Problema scritto a:
Secondo l'estratto sul libro dedicato al cibo in Harry Potter, in quante sezioni è strutturato il volume?

Estratto:

È un libro insolito, a cavallo fra il saggio e il manuale con una parte conclusiva ludica Harry Potter: il cibo come strumento letterario, l’ultimo lavoro dedicato da Marina Lenti alla saga creata da J.K. Rowling.

L’argomento, come indica già il titolo, è molto circoscritto: una sola saga indagata in uno solo dei molteplici aspetti che la compongono. Fin dall’inizio dunque è evidente che il libro è destinato a due gruppi ristretti di lettori: coloro che vogliono sapere tutto, ma proprio tutto, sul mondo creato dalla Rowling e coloro che oltre all’interesse magico hanno anche quello gastronomico. Il saggio della Lenti comunque ha l’indubbio pregio di mostrare come anche aspetti apparentemente secondari della saga debbano ricevere la giusta attenzione per poter risultare convincenti agli occhi dei lettori, e come ciò che realizziamo deriva in una certa misura dalle cose che ci hanno colpiti.

Harry Potter: il cibo come strumento letterario è strutturato in sette sezioni. La prima riguarda le influenze gastronomiche, con ricordi d’infanzia della Rowling riguardanti le opere che l’hanno spinta a cercare di creare qualcosa di analogo a ciò che lei stessa aveva amato e le relative citazioni dai suoi autori preferiti. Se da un lato è affascinante vedere come nulla sia nato per caso, dall’altro le numerose citazioni rallentano la lettura anche perché il continuo passaggio da un libro all’altro richiede al lettore una notevole attenzione per entrare dentro ogni singola scena.

Problema scritto b:
Riporta soltanto il numero di righe dei record che contengono la parola "light", distinguendo tra maiuscole e minuscole.

Voci di annotazione con coordinate:

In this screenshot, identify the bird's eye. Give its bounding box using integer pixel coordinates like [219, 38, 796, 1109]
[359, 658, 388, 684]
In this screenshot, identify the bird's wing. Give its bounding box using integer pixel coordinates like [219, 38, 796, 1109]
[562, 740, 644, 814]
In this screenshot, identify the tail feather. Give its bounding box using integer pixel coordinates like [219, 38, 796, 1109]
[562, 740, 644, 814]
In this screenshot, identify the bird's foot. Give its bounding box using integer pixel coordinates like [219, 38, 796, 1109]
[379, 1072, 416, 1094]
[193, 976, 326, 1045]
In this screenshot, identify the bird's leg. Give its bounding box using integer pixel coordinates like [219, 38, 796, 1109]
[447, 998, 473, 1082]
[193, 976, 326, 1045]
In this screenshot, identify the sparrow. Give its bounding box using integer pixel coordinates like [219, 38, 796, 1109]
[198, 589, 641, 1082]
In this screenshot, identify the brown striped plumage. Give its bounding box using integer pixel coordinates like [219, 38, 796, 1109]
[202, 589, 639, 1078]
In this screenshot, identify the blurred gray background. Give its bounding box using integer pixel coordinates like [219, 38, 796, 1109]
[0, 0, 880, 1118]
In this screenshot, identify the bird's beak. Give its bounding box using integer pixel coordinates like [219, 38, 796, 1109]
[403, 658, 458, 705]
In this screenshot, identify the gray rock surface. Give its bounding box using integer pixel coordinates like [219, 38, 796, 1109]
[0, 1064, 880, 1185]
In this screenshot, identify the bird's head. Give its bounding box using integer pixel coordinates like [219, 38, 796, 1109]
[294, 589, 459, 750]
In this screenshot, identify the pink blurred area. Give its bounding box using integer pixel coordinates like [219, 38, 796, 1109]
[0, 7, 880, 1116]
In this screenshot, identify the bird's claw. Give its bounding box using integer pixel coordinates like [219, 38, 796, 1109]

---

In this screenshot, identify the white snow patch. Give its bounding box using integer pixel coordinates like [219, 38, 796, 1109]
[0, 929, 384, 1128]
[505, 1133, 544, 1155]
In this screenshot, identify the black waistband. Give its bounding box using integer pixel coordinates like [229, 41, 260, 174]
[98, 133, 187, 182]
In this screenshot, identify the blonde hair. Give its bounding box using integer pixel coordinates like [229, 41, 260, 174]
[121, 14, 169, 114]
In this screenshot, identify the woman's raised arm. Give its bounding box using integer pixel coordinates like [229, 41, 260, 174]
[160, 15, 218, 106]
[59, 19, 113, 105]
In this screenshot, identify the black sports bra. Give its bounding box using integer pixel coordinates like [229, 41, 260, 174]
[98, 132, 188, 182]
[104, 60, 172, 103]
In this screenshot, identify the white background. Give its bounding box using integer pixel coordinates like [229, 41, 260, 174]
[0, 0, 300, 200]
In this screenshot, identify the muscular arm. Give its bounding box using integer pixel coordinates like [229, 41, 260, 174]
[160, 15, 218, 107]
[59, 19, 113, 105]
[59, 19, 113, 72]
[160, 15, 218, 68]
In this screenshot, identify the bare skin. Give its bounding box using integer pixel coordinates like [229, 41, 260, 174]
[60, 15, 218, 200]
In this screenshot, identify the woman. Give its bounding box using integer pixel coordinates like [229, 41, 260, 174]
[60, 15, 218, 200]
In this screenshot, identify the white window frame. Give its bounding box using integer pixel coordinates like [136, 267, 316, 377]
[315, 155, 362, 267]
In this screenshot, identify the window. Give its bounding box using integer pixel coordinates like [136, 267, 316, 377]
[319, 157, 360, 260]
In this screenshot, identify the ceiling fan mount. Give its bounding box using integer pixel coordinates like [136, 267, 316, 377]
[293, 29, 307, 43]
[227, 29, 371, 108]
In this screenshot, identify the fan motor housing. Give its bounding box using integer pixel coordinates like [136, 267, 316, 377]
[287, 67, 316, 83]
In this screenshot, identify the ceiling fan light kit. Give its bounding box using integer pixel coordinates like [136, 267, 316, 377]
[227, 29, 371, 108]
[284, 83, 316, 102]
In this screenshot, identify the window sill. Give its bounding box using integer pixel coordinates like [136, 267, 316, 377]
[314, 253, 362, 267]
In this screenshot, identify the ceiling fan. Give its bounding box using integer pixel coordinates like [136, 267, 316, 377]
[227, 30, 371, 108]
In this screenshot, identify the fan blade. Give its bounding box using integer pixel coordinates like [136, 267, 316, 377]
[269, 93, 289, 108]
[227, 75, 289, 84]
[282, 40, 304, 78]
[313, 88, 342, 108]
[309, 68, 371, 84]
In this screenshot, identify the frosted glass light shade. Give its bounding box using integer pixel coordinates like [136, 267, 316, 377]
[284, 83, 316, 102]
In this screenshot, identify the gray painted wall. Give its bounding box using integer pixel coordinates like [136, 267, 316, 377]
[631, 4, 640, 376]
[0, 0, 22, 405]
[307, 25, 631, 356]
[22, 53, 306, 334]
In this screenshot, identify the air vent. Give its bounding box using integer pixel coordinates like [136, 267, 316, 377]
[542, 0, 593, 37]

--

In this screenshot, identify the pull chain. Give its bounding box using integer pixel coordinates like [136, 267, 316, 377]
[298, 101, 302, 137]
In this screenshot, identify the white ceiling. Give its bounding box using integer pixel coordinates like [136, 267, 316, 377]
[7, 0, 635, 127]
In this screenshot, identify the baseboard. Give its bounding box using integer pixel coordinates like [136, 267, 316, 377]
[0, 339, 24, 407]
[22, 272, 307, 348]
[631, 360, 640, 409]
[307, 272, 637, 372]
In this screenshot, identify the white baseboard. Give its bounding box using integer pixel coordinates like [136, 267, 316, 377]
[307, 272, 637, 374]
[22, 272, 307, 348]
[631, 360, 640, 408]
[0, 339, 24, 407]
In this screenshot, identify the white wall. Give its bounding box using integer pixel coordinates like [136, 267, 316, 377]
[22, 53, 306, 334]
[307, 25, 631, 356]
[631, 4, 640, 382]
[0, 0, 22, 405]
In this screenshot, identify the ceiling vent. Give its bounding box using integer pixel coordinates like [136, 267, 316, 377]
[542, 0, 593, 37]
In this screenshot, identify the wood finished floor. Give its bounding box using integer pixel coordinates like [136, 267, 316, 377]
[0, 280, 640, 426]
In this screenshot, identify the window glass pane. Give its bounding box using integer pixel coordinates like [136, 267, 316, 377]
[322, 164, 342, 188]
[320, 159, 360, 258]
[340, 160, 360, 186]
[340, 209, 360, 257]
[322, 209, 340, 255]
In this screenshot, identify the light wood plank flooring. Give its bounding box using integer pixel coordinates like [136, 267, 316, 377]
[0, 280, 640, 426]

Output completo a:
In sette sezioni.

Output completo b:
3